• PFLICHTAUFGABE 1:
Beantworte zum Sitzungsprotokoll kurz diese Fragen:
(a) Von welchem Tag stammt die Sitzung?
(b) Was muss laut dem Entschließungsantrag der CDU vor allem beschleunigt werden?
(c) Wen haben die Ministerpräsidenten im Herbst vorigen Jahres aufgefordert, einen neuen Entwurf zu erarbeiten?
• PFLICHTAUFGABE 2:
Nimm das Sitzungsprotokoll zum Jugendmedienschutz nach seinem letzten Satz wieder auf und schreib es weiter.

• VORLIEGENDER TEXT:
□ □ □ □ □
Protokoll der Sitzung vom 17.10.2013

Was waren das für Gründe? – Sie waren damals vielfältig, aber die sachlichen Gründe waren ziemlich klar. In dem Entschließungsantrag der CDU hieß es damals: Aufgrund der Expertenanhörungen seien Nachbesserungen am Entwurf erforderlich; vor allem die Entwicklung von Jugendschutzprogrammen müsse beschleunigt werden. – Andreas Krautscheid sprach damals von einer gewissen Erleichterung darüber – Zitat –, „dass noch einige Zeit ins Land gehen kann, um diesen Staatsvertrag nachzuarbeiten.“

Was ist seitdem geschehen? Es ist mittlerweile einige Zeit ins Land gegangen. Und, Herr Kollege Vogt, hat sich in der Zeit viel Positives getan? – Ich würde sagen: In Bezug auf das Jugendmedienschutzgesetz und auf die staatsvertraglichen Regelungen ruht seitdem still der See. Wir wissen nur, dass die Ministerpräsidenten im Herbst vorigen Jahres die Rundfunkkommission der Länder aufgefordert hat, einen neuen Entwurf zu erarbeiten.
□ □ □ □ □
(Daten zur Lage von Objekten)
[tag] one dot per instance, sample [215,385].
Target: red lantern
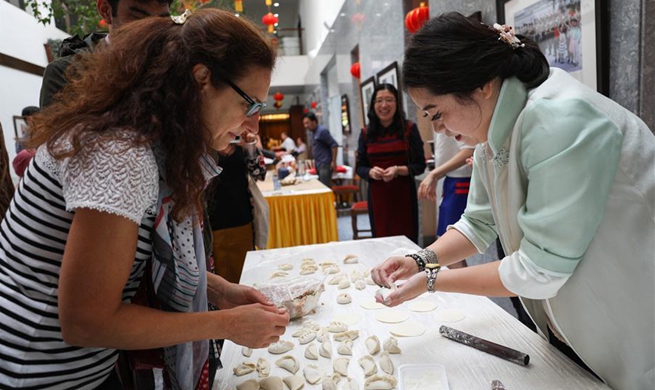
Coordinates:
[417,17]
[355,70]
[269,19]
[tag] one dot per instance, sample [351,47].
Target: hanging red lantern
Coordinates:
[269,19]
[355,70]
[417,17]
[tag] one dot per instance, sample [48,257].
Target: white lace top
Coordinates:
[111,177]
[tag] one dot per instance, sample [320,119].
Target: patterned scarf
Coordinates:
[180,280]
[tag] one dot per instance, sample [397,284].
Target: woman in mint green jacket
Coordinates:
[562,175]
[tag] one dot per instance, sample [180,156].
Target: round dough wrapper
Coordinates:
[370,304]
[392,316]
[449,315]
[422,306]
[408,329]
[349,319]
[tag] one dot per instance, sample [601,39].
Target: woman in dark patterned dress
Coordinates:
[389,155]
□ □ □ □ □
• SCHRIFTLICHE ANTWORT 1:
(a) Vom 17.10.2013.
(b) Die Entwicklung von Jugendschutzprogrammen.
(c) Die Rundfunkkommission der Länder.

• SCHRIFTLICHE ANTWORT 2:
Meine Damen und Herren, die Situation ist ja seit 2010 eher noch viel komplizierter geworden: Mangelnde Anonymität und Datenunsicherheit im Netz haben ganz neue Dimensionen erreicht. Die jungen Leute haben sicher keine Probleme mit Nutzungskompetenz, aber mit Stalking, Sucht und Mobbing. Die sozialen Netzwerke bringen erhebliche Probleme, und Kinder sind kaum noch zu schützen, nicht alleine vor jugendgefährdenden Angeboten, sondern vor allem vor den Folgen einer Mediennutzung, nach der zum Beispiel die Attraktivität eines Menschen vor allen Dingen an der Zahl der Followers, Friends oder Likes orientiert wird, mit den entsprechenden Folgen für die Verlierer dieser Kampagnen.

Die Social Medias selbst machen die Inhalte immer offener zugänglich. Heute übrigens gibt es gerade eine Veränderung: Facebook hat ab heute ermöglicht, dass auch Minderjährige ihre Inhalte allgemein öffentlich zugänglich machen können. Allerdings erscheint, wie Facebook vorhin mitteilt, ein Warnhinweis, in dem man sagt, welche Folgen und Konsequenzen das hat. Aber, auch Minderjährige können jetzt auf Facebook ihre Informationen allgemein öffentlich bekannt machen.

Es gibt also dringenden Handlungsbedarf für Aufklärung, Hilfe und Regeln. Andreas Krautscheid fragte damals ganz selbstkritisch, ob man sich nicht viel Ärger und Nachsitzen beim Staatsvertrag hätte ersparen können, wenn man die Absichten früher mit den Leuten aus der Netzgemeinde besprochen hätte.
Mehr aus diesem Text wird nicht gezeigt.